From the line with "written like [170,189]." through the final line, transcribe the material below character for character; include no other lines.

────────────────

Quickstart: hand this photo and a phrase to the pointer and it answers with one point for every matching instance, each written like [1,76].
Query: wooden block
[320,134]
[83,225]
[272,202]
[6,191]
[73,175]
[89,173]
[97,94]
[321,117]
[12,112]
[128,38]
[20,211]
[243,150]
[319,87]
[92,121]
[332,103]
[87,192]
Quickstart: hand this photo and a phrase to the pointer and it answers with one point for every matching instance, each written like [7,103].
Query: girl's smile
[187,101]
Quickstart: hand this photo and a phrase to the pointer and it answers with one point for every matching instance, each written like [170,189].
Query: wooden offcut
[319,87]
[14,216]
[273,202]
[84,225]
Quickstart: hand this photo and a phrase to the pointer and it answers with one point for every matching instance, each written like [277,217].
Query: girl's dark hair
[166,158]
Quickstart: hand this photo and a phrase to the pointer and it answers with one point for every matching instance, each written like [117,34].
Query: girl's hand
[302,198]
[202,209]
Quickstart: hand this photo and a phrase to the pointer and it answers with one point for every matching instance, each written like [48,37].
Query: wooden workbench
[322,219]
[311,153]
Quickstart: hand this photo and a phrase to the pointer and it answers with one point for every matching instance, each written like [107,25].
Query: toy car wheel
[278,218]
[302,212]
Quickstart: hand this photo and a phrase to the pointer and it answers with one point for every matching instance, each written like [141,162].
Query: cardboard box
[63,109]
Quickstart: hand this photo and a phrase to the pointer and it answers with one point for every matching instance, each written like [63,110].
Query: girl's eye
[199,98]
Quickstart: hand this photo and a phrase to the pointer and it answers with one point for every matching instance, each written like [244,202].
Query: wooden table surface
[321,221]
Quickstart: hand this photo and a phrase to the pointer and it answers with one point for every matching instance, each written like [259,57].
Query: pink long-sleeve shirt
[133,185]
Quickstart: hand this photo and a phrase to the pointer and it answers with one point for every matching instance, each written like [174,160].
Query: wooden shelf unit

────────────────

_TASK RESULT_
Quickstart: hand this photo and a phrase to the pointer and it answers with one point for every matching instance, each written like [170,189].
Query: wooden offcut
[319,87]
[14,216]
[273,202]
[84,225]
Quickstart: hand this photo and a phrase to the pointer and it answers with one point for every matching instance, each written like [277,217].
Query: girl's dark hair
[166,158]
Quickstart: hand this photo and a phrase to the pointer and it answers with one point for every matching instance, each written like [117,34].
Query: girl's hand
[302,198]
[202,209]
Quickstart: hand this photo and a phrase to the pointer and it answers with one point for every matching instance, each written like [48,37].
Query: wooden workbench
[322,219]
[311,153]
Quickstart: hand this photo and a phrase to the pointer and it answers with one point for every matching instance, each written like [107,25].
Query: toy car wheel
[278,218]
[302,212]
Quickstart: hand this photo and a phrase to the pointer and it answers with one point for every matching instance, each written like [141,162].
Query: cardboard box
[63,109]
Quickstart: hand this photo and a phrase to the pointer and it answers with one point for every matching instance, each written like [63,110].
Query: girl's eye
[199,98]
Quickstart: hand this photo and a phrase to the pointer and it answers with one point for every matching instance, each written like [244,202].
Query: wooden table surface
[321,221]
Quickstart: hand this photo and a phrase to the pointer and it answers with one point for every matching instance, each written like [259,57].
Query: pink long-sleeve shirt
[133,185]
Quickstart: hand this photo and a phrase to the pointer and it answers with one point for every matching instance, each written like [174,160].
Query: wooden shelf unit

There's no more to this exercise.